_GIVEN DATA_
--------------------------------
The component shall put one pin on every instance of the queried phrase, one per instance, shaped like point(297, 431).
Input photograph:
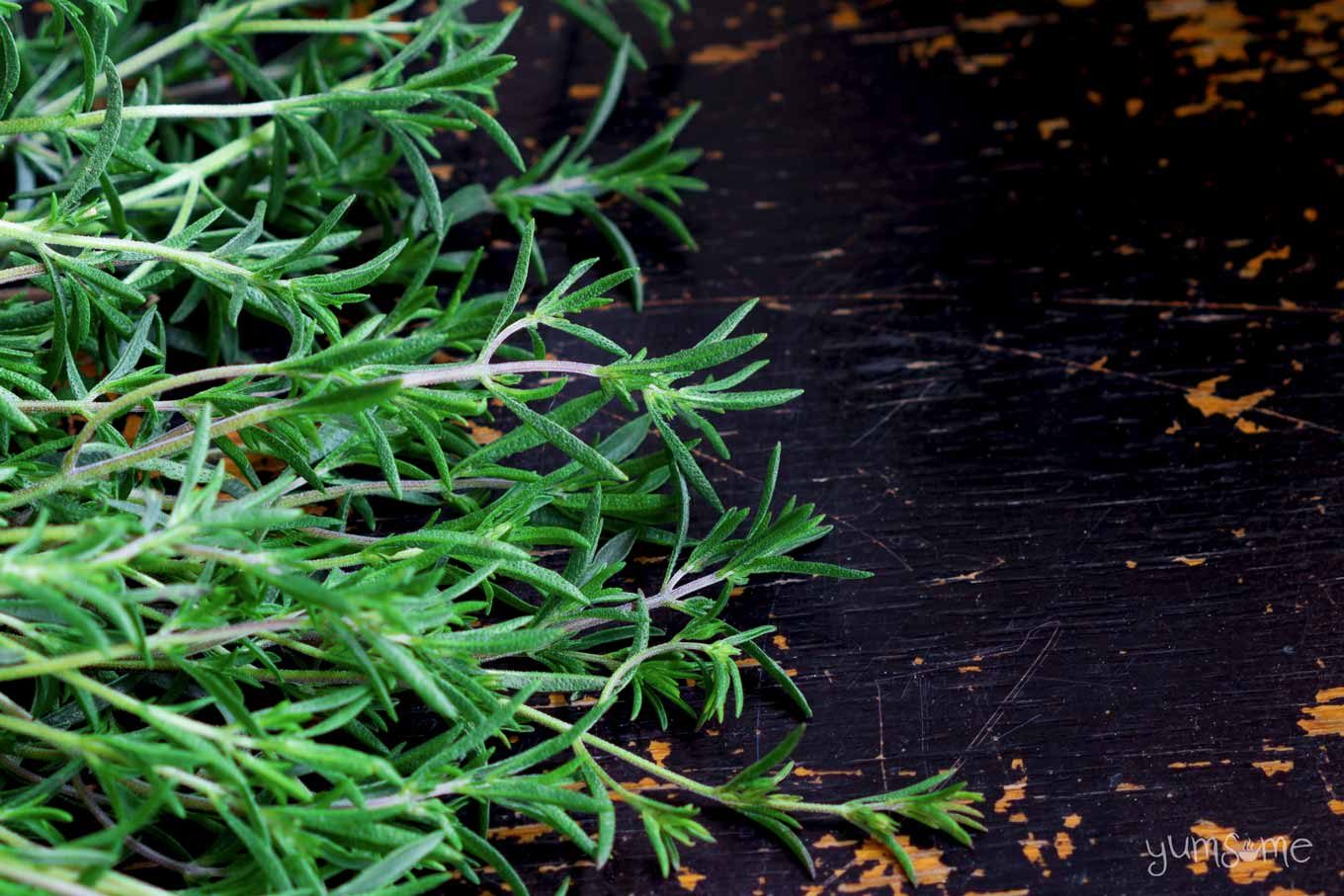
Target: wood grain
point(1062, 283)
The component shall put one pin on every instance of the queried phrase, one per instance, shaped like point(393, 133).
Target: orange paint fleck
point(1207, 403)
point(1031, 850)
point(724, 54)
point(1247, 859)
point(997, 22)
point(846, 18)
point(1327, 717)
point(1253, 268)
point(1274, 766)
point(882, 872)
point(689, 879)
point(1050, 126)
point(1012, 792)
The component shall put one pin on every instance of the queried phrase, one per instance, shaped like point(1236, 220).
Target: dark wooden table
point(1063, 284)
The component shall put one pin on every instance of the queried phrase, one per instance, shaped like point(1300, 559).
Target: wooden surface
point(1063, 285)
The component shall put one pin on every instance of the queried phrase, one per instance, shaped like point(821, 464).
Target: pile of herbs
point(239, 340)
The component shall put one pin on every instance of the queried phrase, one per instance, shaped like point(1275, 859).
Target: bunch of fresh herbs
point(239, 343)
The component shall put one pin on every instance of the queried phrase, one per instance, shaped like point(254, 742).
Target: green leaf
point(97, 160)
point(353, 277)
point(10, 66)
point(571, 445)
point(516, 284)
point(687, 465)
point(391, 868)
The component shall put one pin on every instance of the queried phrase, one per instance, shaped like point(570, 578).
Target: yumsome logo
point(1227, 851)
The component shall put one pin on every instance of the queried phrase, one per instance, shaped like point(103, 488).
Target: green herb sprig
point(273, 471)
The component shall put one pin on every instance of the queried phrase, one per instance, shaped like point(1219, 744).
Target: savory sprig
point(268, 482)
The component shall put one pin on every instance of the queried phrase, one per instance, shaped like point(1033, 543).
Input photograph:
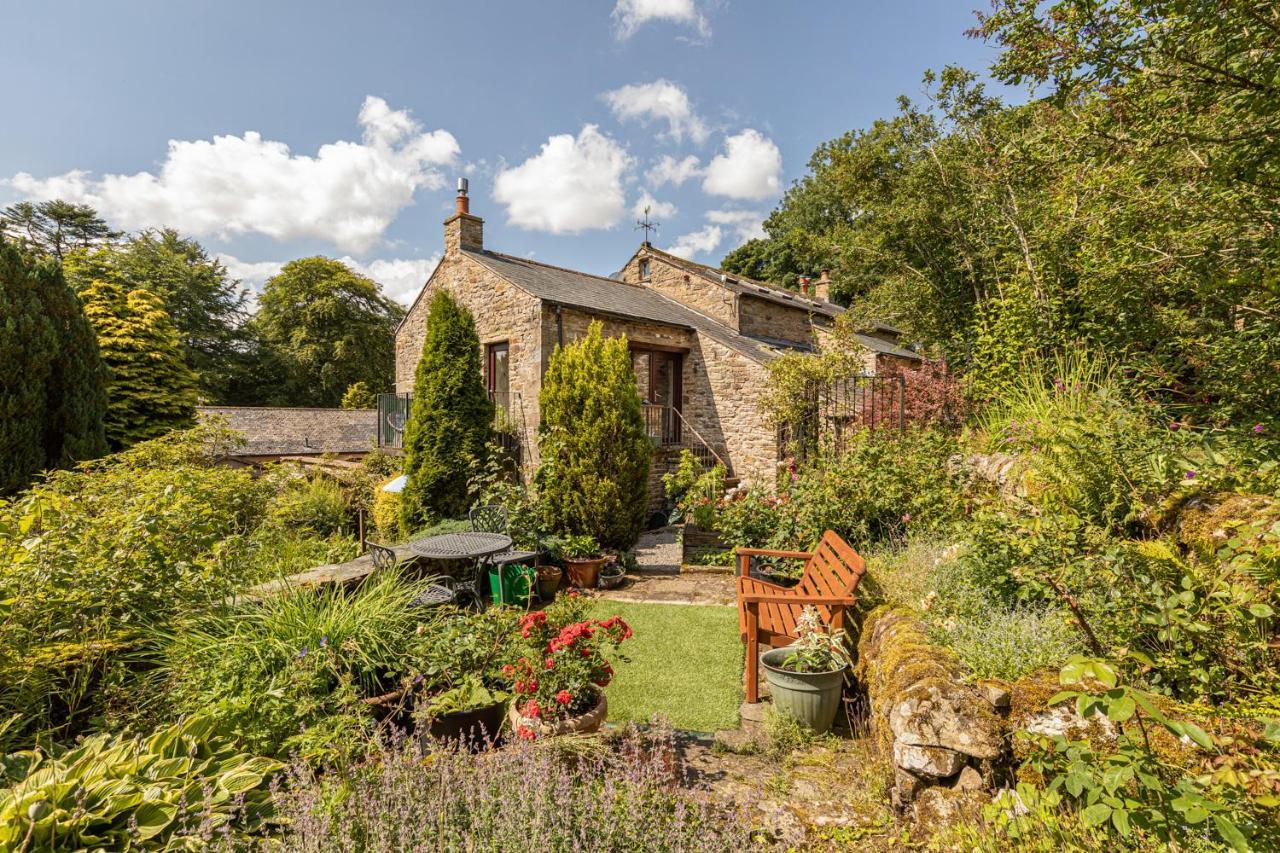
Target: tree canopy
--------------------------------
_PROMPT_
Find the line with "Target: green herb sprig". Reproduce it and every line after it through the last line above exactly, leaving out the pictures.

_TASK SOLUTION_
Target: green herb sprig
point(273, 471)
The component shall put one pin on every instance of the queried phrase, one per instance, shaped like point(1219, 744).
Target: savory sprig
point(268, 482)
The component shall put one pin on every instance of the queried phrase, one per instance, shaped like point(1033, 543).
Input photograph:
Target: tree canopy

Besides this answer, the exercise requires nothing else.